Supplied records =>
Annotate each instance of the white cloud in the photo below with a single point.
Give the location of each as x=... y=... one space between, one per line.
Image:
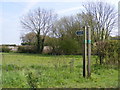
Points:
x=30 y=5
x=69 y=10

What the task requires => A verbatim copy of every record is to be produced, and pictures are to be excluded from it.

Solution =>
Annotate each instance of the white cloud in the photo below with a single point.
Give the location of each as x=... y=... one space between, one per line.
Image:
Points:
x=30 y=5
x=69 y=10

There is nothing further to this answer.